What the task asks:
Write out every entry in full. Leave nothing out.

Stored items
________________________________________
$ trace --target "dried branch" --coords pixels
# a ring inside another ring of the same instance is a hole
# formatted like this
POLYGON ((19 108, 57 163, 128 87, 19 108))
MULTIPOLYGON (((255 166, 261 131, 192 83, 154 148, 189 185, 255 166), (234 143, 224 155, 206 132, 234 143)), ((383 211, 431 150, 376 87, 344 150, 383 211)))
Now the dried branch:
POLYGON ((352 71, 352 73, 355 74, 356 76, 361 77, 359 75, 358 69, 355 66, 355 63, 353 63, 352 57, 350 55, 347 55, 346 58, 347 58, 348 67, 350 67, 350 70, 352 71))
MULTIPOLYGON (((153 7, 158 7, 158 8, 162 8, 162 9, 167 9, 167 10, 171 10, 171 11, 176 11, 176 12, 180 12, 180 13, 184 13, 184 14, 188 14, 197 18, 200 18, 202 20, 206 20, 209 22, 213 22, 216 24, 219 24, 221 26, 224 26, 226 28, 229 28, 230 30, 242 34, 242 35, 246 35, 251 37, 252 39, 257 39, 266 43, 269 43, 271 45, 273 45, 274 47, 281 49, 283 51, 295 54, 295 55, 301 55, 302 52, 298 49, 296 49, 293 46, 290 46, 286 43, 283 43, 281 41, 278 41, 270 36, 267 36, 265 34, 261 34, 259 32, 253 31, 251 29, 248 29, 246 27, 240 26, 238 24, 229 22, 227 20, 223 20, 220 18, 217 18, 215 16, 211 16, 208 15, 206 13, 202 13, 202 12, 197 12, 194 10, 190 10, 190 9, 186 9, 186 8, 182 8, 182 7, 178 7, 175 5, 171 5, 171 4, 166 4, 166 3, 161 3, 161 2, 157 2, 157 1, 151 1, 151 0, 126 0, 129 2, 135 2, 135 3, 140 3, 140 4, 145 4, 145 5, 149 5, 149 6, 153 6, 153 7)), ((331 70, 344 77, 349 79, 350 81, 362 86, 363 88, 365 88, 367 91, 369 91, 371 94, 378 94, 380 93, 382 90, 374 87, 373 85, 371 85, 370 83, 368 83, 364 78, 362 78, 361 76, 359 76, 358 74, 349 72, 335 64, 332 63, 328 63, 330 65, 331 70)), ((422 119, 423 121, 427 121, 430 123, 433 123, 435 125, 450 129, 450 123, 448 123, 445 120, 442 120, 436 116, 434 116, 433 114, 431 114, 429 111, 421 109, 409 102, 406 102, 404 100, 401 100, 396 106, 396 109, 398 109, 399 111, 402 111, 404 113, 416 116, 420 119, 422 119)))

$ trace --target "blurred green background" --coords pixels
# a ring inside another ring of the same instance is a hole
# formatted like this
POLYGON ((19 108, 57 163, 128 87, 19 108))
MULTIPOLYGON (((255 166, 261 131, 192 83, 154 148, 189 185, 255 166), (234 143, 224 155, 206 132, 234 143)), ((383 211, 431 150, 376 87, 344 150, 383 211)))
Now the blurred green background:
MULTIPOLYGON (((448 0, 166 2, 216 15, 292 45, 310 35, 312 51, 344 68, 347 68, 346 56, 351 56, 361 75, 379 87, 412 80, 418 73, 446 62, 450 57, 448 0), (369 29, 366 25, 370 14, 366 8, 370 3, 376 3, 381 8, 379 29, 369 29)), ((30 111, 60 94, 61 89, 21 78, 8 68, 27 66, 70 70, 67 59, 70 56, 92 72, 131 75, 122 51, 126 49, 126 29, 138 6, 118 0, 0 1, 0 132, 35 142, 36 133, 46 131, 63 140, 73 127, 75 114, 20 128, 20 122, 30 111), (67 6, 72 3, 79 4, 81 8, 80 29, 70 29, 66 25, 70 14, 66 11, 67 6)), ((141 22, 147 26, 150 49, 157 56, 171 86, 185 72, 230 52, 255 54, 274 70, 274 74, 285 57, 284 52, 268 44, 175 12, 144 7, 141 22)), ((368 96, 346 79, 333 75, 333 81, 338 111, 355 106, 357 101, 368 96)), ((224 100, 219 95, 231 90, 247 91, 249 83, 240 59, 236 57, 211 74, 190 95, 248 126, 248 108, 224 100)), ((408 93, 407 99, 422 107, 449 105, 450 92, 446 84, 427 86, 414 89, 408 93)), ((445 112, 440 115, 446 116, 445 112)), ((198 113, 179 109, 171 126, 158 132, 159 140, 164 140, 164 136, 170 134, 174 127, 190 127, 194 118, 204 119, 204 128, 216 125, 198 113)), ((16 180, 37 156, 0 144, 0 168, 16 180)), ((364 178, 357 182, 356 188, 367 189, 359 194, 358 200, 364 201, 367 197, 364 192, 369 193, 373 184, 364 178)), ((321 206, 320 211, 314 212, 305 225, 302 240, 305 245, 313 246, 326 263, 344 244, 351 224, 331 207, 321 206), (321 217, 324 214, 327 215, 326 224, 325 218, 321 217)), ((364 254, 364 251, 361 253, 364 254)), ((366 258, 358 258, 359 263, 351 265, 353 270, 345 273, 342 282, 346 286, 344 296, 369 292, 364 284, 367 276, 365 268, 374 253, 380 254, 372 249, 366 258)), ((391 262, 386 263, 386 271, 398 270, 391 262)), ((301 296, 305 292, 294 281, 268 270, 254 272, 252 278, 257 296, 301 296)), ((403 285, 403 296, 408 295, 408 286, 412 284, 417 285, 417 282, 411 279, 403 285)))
________________________________________
Reply:
$ trace --target "dried branch" --coords pixels
# a ring inside another ring of the same instance is a hole
# formatted like this
POLYGON ((19 108, 57 163, 128 87, 19 108))
MULTIPOLYGON (((255 166, 261 131, 192 83, 154 148, 189 185, 255 166), (234 143, 224 155, 206 132, 234 143)), ((383 211, 431 150, 376 87, 344 150, 383 211)))
Now the dried branch:
POLYGON ((352 71, 352 73, 355 74, 356 76, 361 77, 359 75, 358 69, 355 66, 355 63, 353 63, 352 57, 350 55, 347 55, 346 58, 347 58, 348 67, 350 67, 350 70, 352 71))
MULTIPOLYGON (((153 7, 158 7, 158 8, 162 8, 162 9, 167 9, 167 10, 171 10, 171 11, 176 11, 176 12, 180 12, 180 13, 184 13, 184 14, 188 14, 197 18, 200 18, 202 20, 206 20, 209 22, 213 22, 216 24, 219 24, 221 26, 224 26, 226 28, 229 28, 230 30, 242 34, 242 35, 246 35, 251 37, 252 39, 257 39, 266 43, 269 43, 271 45, 273 45, 274 47, 281 49, 283 51, 295 54, 295 55, 301 55, 302 52, 298 49, 296 49, 293 46, 290 46, 286 43, 283 43, 281 41, 278 41, 270 36, 267 36, 265 34, 261 34, 259 32, 253 31, 251 29, 248 29, 246 27, 240 26, 238 24, 229 22, 227 20, 223 20, 220 18, 217 18, 215 16, 211 16, 208 15, 206 13, 202 13, 202 12, 197 12, 194 10, 190 10, 190 9, 186 9, 186 8, 182 8, 182 7, 178 7, 175 5, 171 5, 171 4, 166 4, 166 3, 161 3, 161 2, 157 2, 157 1, 151 1, 151 0, 126 0, 129 2, 135 2, 135 3, 140 3, 140 4, 145 4, 145 5, 149 5, 149 6, 153 6, 153 7)), ((331 70, 344 77, 349 79, 350 81, 362 86, 363 88, 365 88, 367 91, 369 91, 371 94, 378 94, 380 93, 382 90, 374 87, 373 85, 371 85, 370 83, 368 83, 364 78, 362 78, 361 76, 359 76, 358 74, 349 72, 335 64, 332 63, 328 63, 330 65, 331 70)), ((422 119, 423 121, 427 121, 430 123, 433 123, 435 125, 450 129, 450 123, 448 123, 445 120, 442 120, 436 116, 434 116, 433 114, 431 114, 429 111, 421 109, 409 102, 406 102, 404 100, 401 100, 396 106, 396 109, 398 109, 399 111, 402 111, 404 113, 416 116, 420 119, 422 119)))

$ trace --target "blurred green background" --coords pixels
# a ring inside another ring of the same instance is a hole
# formatted like this
POLYGON ((19 108, 57 163, 128 87, 19 108))
MULTIPOLYGON (((255 166, 261 131, 192 83, 154 148, 189 185, 255 166), (234 143, 224 155, 206 132, 234 143)), ((383 211, 431 150, 376 87, 344 150, 383 211)))
Now the blurred green background:
MULTIPOLYGON (((448 0, 166 2, 216 15, 292 45, 310 35, 312 51, 344 68, 347 68, 346 56, 351 56, 361 75, 379 87, 412 80, 418 73, 446 62, 450 57, 448 0), (369 29, 366 25, 370 14, 366 8, 370 3, 376 3, 381 8, 379 29, 369 29)), ((30 111, 60 94, 61 89, 21 78, 8 68, 27 66, 70 70, 67 59, 70 56, 92 72, 131 75, 122 51, 126 49, 126 29, 138 6, 118 0, 0 1, 0 132, 35 142, 36 133, 46 131, 63 140, 73 127, 75 114, 20 128, 20 122, 30 111), (67 6, 72 3, 79 4, 81 8, 80 29, 70 29, 66 25, 70 14, 66 11, 67 6)), ((141 22, 147 26, 150 49, 157 56, 171 86, 185 72, 230 52, 255 54, 274 70, 274 74, 285 57, 284 52, 268 44, 175 12, 144 7, 141 22)), ((368 96, 346 79, 333 75, 333 81, 338 111, 355 106, 357 101, 368 96)), ((224 100, 219 95, 231 90, 247 91, 249 83, 240 59, 236 57, 211 74, 190 95, 248 126, 248 108, 224 100)), ((408 93, 407 99, 422 107, 449 105, 450 92, 446 84, 427 86, 414 89, 408 93)), ((445 112, 440 115, 446 116, 445 112)), ((198 113, 179 109, 171 126, 158 132, 159 140, 164 140, 164 136, 170 134, 174 127, 190 127, 194 118, 204 119, 204 128, 216 125, 198 113)), ((16 180, 37 156, 0 144, 0 168, 16 180)), ((364 178, 357 182, 356 188, 367 189, 359 194, 358 200, 364 201, 367 197, 364 192, 369 193, 373 184, 364 178)), ((321 206, 320 211, 314 212, 305 225, 302 240, 305 245, 313 246, 326 263, 344 244, 351 224, 331 207, 321 206), (321 217, 324 214, 327 215, 326 224, 325 218, 321 217)), ((364 254, 364 251, 361 253, 364 254)), ((366 258, 358 258, 359 263, 351 265, 353 270, 345 273, 342 282, 346 286, 344 296, 369 292, 364 284, 367 276, 365 268, 374 253, 380 254, 372 249, 366 258)), ((391 262, 386 263, 386 271, 398 270, 391 262)), ((301 296, 305 292, 294 281, 268 270, 254 272, 252 278, 257 296, 301 296)), ((403 285, 403 296, 408 295, 408 286, 412 284, 417 285, 417 282, 411 279, 403 285)))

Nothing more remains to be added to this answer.